DATASET Start Marker

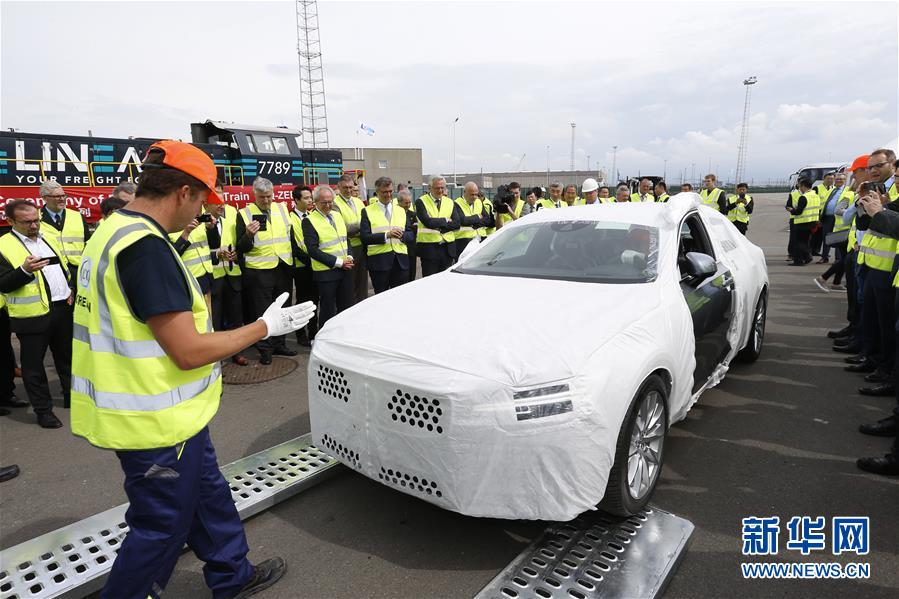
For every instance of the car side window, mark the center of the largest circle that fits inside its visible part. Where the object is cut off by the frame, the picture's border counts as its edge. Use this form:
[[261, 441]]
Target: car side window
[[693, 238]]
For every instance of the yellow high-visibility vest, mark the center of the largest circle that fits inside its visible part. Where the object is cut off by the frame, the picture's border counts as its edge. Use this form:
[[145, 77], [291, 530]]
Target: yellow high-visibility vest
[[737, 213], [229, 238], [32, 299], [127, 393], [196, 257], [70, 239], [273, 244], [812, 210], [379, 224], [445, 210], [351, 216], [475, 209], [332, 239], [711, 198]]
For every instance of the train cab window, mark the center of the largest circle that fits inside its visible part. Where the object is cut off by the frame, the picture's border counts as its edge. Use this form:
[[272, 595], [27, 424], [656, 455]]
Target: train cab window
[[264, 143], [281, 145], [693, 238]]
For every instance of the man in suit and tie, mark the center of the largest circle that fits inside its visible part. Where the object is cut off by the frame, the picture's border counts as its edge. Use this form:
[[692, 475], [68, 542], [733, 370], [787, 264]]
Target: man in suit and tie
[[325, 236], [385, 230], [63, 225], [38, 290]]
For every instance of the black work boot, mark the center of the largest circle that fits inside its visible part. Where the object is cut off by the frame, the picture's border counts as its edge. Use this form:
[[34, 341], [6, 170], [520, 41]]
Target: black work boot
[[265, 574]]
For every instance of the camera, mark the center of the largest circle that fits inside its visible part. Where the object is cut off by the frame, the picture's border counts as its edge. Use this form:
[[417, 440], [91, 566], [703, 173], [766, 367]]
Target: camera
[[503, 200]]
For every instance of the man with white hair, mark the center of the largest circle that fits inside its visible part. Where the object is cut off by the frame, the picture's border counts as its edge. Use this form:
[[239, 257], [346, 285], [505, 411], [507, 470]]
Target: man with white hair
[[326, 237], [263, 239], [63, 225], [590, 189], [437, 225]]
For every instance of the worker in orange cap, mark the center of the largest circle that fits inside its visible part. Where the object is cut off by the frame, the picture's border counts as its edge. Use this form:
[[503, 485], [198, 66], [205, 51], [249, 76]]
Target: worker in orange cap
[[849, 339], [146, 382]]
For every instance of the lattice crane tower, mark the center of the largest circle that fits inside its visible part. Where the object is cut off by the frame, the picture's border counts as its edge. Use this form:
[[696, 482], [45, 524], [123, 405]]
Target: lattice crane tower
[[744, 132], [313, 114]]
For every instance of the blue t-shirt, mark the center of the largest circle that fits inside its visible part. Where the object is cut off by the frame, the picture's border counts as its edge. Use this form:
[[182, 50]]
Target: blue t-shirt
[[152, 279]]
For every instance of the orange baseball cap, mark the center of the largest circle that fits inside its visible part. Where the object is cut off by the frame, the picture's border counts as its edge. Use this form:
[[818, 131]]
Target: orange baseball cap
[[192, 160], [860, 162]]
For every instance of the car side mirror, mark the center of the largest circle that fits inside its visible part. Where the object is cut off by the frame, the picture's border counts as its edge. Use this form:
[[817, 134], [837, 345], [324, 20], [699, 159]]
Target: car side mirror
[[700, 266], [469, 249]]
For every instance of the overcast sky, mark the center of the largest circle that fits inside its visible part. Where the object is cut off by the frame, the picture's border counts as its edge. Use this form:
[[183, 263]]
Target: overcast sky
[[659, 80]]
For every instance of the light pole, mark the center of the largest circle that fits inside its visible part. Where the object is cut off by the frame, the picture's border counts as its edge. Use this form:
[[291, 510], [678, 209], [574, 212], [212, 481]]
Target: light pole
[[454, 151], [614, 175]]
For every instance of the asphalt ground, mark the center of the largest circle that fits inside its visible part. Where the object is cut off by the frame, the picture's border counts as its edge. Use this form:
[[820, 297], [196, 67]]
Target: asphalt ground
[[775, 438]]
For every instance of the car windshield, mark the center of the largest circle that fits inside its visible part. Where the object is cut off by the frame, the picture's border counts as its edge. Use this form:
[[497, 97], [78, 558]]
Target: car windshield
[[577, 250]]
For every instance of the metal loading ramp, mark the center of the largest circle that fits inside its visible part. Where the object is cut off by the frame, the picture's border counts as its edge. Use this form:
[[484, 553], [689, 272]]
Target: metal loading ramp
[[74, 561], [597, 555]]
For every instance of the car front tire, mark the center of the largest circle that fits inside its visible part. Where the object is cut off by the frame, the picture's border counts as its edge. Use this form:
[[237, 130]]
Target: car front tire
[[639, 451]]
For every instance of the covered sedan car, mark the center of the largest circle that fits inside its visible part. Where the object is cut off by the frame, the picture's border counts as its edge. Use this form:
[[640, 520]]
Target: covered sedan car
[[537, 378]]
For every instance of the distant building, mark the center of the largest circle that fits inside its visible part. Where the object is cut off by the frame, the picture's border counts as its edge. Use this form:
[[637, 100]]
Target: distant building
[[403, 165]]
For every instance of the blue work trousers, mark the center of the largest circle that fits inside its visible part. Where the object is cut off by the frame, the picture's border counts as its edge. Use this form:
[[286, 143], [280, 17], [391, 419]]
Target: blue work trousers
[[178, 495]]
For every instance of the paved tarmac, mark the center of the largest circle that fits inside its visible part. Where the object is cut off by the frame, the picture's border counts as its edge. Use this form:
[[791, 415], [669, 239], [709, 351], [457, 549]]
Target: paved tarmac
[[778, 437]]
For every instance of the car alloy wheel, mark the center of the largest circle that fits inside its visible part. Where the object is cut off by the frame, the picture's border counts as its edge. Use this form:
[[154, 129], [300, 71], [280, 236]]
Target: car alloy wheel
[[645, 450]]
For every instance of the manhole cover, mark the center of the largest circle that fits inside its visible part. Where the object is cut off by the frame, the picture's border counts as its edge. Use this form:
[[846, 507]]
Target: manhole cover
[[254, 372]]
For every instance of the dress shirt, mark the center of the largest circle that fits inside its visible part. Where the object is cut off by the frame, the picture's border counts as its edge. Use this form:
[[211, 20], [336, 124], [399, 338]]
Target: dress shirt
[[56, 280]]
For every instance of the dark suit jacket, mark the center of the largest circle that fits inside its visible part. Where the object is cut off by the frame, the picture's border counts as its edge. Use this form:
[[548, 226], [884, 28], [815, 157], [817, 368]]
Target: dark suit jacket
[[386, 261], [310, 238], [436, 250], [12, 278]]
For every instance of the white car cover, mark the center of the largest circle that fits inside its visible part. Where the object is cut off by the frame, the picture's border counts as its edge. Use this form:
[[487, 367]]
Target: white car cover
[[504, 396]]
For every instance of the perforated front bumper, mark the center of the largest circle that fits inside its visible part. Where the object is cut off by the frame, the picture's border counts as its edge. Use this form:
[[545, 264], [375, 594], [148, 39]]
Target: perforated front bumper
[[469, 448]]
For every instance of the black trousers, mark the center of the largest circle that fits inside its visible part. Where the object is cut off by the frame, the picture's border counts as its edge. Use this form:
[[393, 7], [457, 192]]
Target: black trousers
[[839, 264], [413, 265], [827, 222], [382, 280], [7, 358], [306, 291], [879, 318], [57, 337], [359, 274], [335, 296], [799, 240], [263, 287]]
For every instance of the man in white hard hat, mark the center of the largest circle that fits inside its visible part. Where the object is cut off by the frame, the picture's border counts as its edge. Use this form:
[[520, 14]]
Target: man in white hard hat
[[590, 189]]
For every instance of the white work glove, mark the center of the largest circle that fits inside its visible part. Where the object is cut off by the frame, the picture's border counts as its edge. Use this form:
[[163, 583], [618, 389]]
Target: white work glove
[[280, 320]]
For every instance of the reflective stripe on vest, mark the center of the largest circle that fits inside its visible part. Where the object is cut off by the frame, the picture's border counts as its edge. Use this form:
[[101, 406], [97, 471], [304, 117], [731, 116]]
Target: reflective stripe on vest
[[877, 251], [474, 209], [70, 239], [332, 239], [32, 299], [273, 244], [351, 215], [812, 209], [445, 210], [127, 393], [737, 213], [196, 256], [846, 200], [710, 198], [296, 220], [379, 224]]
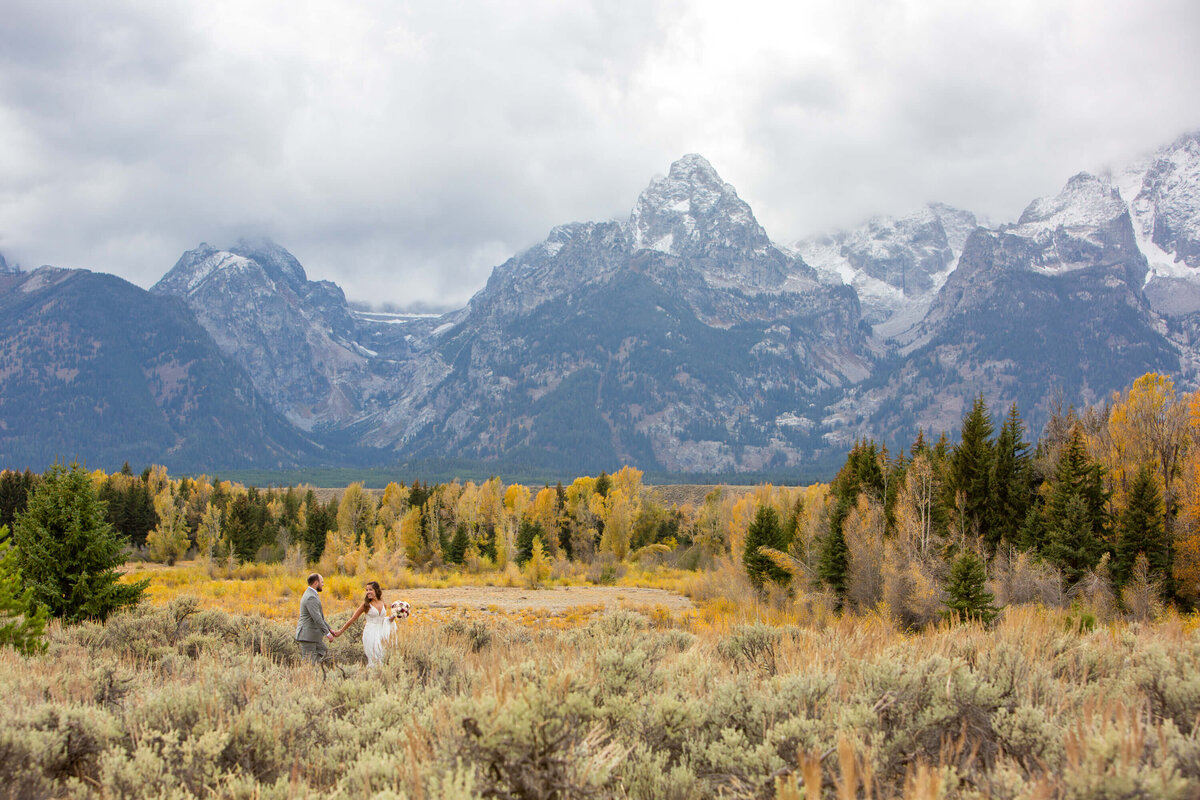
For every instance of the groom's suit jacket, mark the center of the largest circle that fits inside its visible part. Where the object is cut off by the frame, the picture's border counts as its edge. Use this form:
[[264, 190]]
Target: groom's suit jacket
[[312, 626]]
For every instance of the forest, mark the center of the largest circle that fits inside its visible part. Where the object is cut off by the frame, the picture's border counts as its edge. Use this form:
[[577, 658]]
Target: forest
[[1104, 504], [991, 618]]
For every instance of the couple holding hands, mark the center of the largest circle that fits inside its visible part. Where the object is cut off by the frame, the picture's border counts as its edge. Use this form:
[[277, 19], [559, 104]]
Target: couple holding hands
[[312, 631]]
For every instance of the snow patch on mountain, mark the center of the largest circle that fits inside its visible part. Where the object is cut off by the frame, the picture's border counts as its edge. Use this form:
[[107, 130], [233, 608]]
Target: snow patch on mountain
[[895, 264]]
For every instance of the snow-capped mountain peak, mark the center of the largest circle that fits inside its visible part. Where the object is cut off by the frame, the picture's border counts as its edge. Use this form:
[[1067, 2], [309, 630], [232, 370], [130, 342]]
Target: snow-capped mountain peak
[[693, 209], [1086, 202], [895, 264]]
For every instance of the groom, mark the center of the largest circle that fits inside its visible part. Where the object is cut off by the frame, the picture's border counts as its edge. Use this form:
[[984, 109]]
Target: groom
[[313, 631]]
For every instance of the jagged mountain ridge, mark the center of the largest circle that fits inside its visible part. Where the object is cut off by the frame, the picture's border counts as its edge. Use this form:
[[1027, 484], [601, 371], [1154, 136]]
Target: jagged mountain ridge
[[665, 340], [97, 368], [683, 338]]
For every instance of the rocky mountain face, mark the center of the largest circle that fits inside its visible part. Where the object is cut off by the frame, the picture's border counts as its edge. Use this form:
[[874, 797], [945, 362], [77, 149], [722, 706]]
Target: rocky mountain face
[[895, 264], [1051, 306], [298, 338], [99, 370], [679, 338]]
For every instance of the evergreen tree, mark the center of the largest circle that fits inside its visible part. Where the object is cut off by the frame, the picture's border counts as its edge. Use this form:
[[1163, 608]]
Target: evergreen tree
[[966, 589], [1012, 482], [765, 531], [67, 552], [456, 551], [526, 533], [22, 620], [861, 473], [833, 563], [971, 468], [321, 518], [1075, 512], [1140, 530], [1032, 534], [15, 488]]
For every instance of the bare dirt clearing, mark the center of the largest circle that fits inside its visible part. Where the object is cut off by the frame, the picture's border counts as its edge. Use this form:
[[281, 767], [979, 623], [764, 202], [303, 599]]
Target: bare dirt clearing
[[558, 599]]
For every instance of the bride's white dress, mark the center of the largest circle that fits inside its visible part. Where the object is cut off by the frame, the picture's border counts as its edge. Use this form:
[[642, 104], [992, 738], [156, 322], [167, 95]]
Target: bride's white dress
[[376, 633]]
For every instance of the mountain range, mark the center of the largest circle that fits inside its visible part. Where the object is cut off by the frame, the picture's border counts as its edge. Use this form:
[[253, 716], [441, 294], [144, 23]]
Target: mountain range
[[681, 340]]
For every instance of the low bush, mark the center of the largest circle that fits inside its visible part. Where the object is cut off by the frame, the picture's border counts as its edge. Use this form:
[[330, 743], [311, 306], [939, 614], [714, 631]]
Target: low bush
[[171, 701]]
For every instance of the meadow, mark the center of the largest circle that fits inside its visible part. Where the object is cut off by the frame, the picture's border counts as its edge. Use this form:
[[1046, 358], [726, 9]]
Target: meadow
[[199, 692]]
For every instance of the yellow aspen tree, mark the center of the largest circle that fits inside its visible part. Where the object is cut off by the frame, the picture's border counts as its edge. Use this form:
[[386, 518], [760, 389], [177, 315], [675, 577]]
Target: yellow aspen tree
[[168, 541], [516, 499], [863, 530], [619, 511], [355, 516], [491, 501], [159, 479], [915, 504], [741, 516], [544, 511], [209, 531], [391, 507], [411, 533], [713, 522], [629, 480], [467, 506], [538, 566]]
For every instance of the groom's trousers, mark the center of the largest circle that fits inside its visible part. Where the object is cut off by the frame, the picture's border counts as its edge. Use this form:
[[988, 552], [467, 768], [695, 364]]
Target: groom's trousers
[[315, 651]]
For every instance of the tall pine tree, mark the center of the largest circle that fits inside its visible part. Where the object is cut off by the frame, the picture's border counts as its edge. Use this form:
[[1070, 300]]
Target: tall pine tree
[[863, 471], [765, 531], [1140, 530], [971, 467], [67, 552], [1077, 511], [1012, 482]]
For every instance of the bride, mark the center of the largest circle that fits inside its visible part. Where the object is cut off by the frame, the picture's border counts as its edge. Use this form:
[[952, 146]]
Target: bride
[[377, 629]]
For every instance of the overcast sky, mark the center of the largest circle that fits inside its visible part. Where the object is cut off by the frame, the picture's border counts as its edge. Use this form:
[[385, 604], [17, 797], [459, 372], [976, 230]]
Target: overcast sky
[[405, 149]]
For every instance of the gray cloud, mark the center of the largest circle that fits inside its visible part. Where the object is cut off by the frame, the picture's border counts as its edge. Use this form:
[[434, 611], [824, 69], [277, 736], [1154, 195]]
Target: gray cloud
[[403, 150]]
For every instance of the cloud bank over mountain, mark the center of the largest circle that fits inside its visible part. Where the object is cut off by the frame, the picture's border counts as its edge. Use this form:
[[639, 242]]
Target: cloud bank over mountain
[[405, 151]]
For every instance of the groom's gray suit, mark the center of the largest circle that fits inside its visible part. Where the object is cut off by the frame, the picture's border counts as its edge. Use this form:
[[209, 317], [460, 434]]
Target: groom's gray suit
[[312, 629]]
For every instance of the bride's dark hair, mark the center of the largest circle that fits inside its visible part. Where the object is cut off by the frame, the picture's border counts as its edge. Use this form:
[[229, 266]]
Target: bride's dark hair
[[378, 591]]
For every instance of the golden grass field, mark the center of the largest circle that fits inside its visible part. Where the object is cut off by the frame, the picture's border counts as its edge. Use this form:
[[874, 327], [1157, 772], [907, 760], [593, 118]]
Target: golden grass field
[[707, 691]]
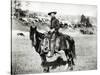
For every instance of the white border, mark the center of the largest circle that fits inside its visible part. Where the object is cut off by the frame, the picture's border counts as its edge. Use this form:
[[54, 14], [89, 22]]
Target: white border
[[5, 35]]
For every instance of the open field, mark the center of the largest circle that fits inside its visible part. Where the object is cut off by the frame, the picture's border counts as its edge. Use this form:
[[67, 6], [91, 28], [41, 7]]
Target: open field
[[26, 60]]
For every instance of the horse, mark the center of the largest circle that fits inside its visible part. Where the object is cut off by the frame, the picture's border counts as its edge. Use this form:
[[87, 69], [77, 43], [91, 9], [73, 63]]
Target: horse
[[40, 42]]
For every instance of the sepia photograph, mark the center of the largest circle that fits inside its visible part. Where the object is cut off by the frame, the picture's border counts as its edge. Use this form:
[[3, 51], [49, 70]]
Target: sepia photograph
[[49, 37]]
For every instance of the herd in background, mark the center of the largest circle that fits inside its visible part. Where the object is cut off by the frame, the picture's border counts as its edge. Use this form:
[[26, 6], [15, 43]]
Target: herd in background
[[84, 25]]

DATASET End Marker

▶ _TASK DESCRIPTION_
In the entries above, the lines between the one holding "[[264, 190]]" and the one holding "[[984, 109]]", inclusive, are to be printed exactly as written, and those alone.

▶ _OUTPUT OF THE EXERCISE_
[[264, 190]]
Target: groom's suit jacket
[[312, 626]]
For every instance of the forest, mark the center of the largest circle that fits inside its visible part. Where the object is cut off by the frame, the picture's border counts as its edge. Use this form:
[[577, 658]]
Target: forest
[[1104, 504], [991, 618]]
For every instance of the couple holding hands, mark the center of the largest circle that fits inside its visible part. Where the object is cut off by the frame, the picture's border counts as its edge. Use this form:
[[277, 19], [559, 104]]
Target: couple holding hands
[[312, 631]]
For every instance of the snow patch on mountain, mark the center of the largest circle that fits inside its visible part. Where the object is cut off by the frame, the picture's border counts as its edge. Use this form:
[[107, 130], [233, 608]]
Target: snow patch on mountain
[[895, 264]]
For every instance of the snow-capped mountain peak, mark the center of the largest circle that fits inside its visible part. Where the object is cut off by the frame, the picture's border counts as its edge. Use this form:
[[1067, 2], [309, 630], [232, 370], [130, 342]]
Target: snow-capped mountain peak
[[693, 209], [1086, 202], [895, 264]]
For every instance of the groom, mark the center of the largest circle that fits inside its visible part. Where the object is cut off by the frame, the picture's border counts as its edge. Use this form:
[[984, 109]]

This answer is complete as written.